── Records provided ──

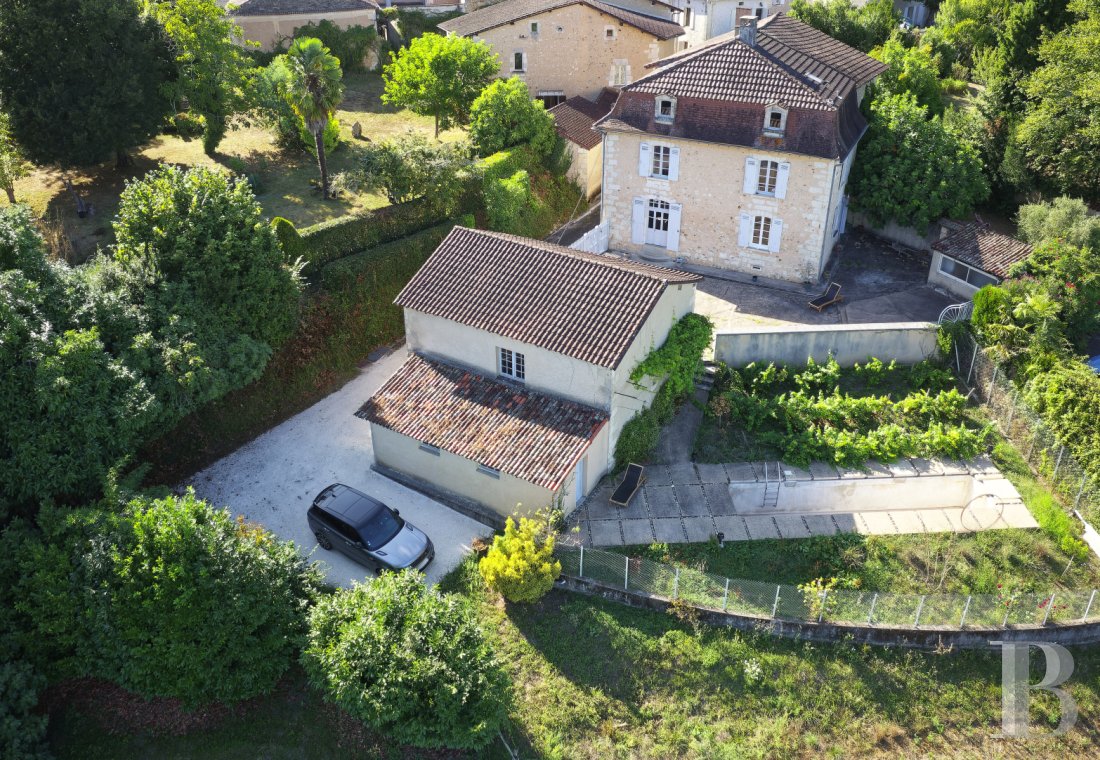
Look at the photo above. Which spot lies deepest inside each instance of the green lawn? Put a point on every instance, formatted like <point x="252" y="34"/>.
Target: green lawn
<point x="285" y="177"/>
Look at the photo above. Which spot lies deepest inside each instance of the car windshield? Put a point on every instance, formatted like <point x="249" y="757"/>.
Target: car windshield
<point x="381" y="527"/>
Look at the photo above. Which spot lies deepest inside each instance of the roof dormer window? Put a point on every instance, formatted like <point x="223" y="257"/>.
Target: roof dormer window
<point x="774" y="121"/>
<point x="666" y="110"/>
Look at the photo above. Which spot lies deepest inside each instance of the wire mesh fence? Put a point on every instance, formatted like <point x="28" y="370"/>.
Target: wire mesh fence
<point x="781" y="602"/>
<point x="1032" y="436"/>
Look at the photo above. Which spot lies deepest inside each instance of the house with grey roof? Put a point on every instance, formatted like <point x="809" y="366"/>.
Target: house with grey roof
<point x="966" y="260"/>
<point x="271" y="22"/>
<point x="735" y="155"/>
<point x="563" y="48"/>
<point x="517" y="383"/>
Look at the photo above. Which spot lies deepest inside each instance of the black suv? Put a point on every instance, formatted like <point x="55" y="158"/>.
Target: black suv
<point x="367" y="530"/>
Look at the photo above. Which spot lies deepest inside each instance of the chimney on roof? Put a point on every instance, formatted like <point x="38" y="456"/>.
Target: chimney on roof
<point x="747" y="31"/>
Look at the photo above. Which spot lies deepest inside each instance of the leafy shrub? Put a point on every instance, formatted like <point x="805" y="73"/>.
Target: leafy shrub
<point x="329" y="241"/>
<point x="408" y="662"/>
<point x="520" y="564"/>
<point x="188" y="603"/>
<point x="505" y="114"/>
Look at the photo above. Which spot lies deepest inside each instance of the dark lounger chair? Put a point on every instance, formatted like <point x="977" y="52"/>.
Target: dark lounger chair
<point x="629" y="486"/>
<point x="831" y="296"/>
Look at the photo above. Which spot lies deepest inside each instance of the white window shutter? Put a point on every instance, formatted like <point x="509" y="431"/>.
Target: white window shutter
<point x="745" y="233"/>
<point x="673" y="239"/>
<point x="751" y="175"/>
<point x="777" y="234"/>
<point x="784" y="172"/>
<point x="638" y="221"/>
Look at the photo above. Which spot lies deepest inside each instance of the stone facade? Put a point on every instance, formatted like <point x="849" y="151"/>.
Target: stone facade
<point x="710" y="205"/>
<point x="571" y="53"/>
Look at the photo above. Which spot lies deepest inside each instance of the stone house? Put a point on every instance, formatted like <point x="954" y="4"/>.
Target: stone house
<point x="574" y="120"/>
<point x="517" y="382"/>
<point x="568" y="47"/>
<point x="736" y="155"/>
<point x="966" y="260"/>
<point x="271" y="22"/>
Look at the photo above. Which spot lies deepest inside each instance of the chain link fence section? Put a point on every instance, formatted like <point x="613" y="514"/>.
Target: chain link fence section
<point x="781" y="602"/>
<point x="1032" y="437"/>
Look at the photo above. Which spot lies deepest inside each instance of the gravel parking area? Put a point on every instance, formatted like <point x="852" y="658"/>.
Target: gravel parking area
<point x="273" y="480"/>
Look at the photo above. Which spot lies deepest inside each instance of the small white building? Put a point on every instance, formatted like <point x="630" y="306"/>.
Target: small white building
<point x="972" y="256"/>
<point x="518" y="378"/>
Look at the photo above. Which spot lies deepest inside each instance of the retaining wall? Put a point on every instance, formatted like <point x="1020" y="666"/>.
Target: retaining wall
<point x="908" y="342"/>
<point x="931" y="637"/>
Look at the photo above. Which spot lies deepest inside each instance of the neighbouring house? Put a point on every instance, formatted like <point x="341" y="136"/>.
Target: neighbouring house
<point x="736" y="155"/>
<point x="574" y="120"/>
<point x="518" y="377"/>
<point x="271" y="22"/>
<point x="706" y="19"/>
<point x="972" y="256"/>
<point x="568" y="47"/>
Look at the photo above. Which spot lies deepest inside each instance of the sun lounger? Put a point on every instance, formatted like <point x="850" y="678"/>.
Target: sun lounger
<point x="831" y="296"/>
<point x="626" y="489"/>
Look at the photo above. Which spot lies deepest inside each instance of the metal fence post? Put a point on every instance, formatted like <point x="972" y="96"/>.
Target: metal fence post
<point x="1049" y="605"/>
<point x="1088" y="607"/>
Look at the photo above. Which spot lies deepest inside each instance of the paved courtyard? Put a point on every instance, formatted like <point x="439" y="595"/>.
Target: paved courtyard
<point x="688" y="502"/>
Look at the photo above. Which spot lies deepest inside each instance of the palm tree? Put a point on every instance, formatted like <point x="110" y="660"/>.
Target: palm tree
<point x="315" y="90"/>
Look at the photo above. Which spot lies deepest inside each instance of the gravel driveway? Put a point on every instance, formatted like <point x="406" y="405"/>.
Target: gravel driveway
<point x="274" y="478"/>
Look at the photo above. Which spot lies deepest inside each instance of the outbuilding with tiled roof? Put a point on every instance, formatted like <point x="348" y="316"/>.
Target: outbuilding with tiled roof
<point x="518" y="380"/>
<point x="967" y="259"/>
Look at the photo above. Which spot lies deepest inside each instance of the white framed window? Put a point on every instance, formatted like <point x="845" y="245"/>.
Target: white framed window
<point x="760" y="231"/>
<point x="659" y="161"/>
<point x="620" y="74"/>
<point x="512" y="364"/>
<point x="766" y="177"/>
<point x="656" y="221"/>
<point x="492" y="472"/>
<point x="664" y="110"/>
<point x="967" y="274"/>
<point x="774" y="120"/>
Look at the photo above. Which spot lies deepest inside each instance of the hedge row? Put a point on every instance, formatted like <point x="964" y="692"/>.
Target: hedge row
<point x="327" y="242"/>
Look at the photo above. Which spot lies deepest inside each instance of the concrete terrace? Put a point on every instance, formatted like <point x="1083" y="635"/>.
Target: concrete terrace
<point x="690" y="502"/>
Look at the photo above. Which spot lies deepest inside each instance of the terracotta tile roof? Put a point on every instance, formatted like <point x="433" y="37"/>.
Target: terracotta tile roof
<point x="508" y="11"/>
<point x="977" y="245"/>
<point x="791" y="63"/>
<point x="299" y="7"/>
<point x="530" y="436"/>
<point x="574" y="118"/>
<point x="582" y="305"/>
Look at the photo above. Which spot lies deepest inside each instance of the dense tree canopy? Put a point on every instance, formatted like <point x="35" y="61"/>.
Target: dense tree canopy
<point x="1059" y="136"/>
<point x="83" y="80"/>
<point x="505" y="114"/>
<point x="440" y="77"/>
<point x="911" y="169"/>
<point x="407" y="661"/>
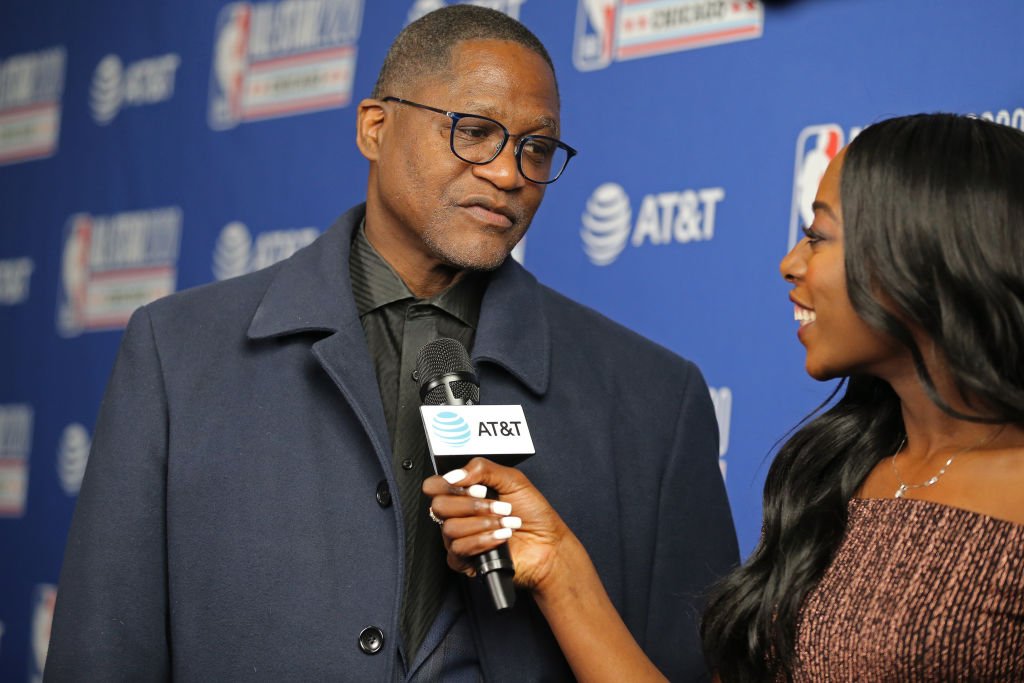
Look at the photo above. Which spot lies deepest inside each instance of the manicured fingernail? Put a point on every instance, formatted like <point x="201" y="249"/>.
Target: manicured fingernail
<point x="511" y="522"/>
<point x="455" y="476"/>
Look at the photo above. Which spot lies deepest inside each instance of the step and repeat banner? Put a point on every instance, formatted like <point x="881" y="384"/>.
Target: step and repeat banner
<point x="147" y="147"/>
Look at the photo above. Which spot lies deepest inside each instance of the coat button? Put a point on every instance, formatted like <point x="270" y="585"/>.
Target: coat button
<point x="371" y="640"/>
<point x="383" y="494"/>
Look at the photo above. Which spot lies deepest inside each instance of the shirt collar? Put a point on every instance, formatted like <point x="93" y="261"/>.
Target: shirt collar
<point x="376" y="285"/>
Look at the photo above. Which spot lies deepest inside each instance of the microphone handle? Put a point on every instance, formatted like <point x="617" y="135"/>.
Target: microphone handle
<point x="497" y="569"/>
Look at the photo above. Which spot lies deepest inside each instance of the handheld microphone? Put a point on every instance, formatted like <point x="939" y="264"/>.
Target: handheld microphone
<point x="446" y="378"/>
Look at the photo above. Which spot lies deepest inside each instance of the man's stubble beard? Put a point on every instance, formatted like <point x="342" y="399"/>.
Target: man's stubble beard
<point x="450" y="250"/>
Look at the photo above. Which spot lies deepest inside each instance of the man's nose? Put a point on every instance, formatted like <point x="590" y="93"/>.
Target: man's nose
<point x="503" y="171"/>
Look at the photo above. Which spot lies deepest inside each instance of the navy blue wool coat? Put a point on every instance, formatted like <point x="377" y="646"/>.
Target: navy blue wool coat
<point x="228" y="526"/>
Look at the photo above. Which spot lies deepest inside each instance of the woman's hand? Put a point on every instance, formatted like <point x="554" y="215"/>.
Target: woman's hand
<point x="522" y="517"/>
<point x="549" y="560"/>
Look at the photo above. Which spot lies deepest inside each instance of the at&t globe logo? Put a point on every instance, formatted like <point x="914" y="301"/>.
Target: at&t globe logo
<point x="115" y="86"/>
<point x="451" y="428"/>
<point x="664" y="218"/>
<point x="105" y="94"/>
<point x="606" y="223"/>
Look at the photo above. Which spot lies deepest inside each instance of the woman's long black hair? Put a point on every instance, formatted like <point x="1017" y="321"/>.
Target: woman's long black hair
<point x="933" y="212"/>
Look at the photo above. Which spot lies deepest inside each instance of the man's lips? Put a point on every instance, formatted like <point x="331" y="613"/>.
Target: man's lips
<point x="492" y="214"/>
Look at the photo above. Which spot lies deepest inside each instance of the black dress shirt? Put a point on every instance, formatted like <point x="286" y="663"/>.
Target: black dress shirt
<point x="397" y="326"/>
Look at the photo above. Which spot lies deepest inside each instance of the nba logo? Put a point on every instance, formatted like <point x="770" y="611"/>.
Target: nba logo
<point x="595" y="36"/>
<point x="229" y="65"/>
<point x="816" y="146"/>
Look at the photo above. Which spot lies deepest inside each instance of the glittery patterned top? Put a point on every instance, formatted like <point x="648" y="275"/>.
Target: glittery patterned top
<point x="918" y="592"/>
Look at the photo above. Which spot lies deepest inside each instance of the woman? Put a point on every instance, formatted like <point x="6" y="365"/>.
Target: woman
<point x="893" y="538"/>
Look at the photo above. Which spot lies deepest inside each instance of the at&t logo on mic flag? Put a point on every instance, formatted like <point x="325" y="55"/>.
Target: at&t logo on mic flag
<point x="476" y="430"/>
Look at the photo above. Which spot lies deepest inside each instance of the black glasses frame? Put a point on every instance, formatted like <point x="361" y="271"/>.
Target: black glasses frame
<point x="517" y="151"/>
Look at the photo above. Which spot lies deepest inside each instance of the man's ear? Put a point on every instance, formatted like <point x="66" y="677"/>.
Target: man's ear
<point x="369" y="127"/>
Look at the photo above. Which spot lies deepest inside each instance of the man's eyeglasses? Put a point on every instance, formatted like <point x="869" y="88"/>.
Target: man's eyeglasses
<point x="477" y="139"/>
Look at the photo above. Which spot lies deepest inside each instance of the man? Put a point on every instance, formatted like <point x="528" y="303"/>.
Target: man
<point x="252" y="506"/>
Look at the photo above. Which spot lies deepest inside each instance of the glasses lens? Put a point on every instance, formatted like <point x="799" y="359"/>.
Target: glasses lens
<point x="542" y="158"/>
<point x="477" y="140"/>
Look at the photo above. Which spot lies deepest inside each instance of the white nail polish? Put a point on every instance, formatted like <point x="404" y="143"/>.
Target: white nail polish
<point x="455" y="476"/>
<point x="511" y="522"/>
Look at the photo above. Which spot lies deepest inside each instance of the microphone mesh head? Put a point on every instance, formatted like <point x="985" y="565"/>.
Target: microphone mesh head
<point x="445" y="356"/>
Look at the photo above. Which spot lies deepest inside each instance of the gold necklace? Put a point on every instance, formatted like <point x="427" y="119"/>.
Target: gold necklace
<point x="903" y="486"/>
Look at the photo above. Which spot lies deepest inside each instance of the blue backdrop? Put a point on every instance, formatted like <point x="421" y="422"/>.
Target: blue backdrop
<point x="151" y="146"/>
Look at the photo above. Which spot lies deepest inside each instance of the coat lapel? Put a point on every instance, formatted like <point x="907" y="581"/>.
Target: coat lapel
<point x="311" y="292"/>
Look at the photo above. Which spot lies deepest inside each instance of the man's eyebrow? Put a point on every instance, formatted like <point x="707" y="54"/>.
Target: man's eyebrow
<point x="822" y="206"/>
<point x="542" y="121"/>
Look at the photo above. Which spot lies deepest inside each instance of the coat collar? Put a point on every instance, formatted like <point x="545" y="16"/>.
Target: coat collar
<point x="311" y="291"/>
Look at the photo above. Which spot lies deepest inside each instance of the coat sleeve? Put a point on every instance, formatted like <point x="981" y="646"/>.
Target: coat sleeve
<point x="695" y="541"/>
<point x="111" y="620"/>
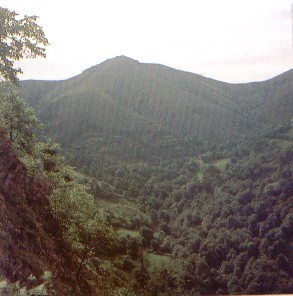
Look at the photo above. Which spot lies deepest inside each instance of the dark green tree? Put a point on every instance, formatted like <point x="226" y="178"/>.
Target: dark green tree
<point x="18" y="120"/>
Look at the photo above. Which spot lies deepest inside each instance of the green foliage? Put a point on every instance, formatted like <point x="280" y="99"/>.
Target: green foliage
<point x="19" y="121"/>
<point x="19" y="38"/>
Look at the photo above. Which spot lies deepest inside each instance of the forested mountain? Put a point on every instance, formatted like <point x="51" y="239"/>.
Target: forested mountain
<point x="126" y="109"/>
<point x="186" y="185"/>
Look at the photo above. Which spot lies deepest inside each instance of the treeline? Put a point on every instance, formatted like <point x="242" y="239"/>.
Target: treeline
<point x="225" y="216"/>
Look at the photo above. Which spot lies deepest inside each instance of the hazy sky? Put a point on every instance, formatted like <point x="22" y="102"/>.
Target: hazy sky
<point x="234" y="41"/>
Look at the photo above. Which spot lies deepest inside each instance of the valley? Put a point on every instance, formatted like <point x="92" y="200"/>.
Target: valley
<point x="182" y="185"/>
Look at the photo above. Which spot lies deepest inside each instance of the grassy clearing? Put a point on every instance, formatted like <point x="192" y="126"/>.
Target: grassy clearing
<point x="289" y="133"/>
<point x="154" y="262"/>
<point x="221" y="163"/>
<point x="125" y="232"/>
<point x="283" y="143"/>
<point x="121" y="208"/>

───

The request = Take the line containing "the coat collar?" through the last line of the material and retype exactly those lines, both ends included, with no pictures.

Reply =
Look at the photo above. Which spot lies deepest inside each instance of the coat collar? Put a point on every instance, formatted like <point x="545" y="16"/>.
Target: coat collar
<point x="311" y="291"/>
Look at the photo above. Which spot lies deepest inside each instance of the coat sleeve? Put a point on every instance, formatted like <point x="981" y="646"/>.
Target: coat sleeve
<point x="695" y="541"/>
<point x="111" y="620"/>
Look at the photo above. Which spot lies deepest inside each instance of the dark green tree? Put a point on every instance, formatted like <point x="226" y="178"/>.
Target: dark green tree
<point x="18" y="120"/>
Look at the photo above. Which spot lies deepest inside each instance of the green foliage? Put a point on every instance, formatted like <point x="280" y="99"/>.
Target: green foliage
<point x="19" y="121"/>
<point x="19" y="38"/>
Look at the photo above. Which spot lies deepest inside each instance of the forested mountain? Put a point on every instance, formatted like <point x="51" y="239"/>.
Target: forested mountain
<point x="126" y="109"/>
<point x="186" y="185"/>
Look at the photo above. Which spot lies deepest inside each instance of the treeline? Put a point on every instance, formatted like <point x="242" y="239"/>.
Target: treeline
<point x="225" y="216"/>
Look at the photo above. Which spot lies deepest inside each instance of the hazy sky? Put a point on every instance, formatted like <point x="22" y="102"/>.
Target: hazy sky
<point x="234" y="41"/>
Look at the photo above. Which spot lies deepest inside each instance of the valley? Put a point on every instance, formatted like <point x="92" y="200"/>.
Target: valley
<point x="182" y="185"/>
Look at the photo above. Which spot lies deepest inside each instance of the grassy clearing? Put a point on every instance, formatted like <point x="192" y="126"/>.
Target: grassy clearing
<point x="289" y="133"/>
<point x="154" y="262"/>
<point x="221" y="163"/>
<point x="125" y="232"/>
<point x="283" y="143"/>
<point x="121" y="208"/>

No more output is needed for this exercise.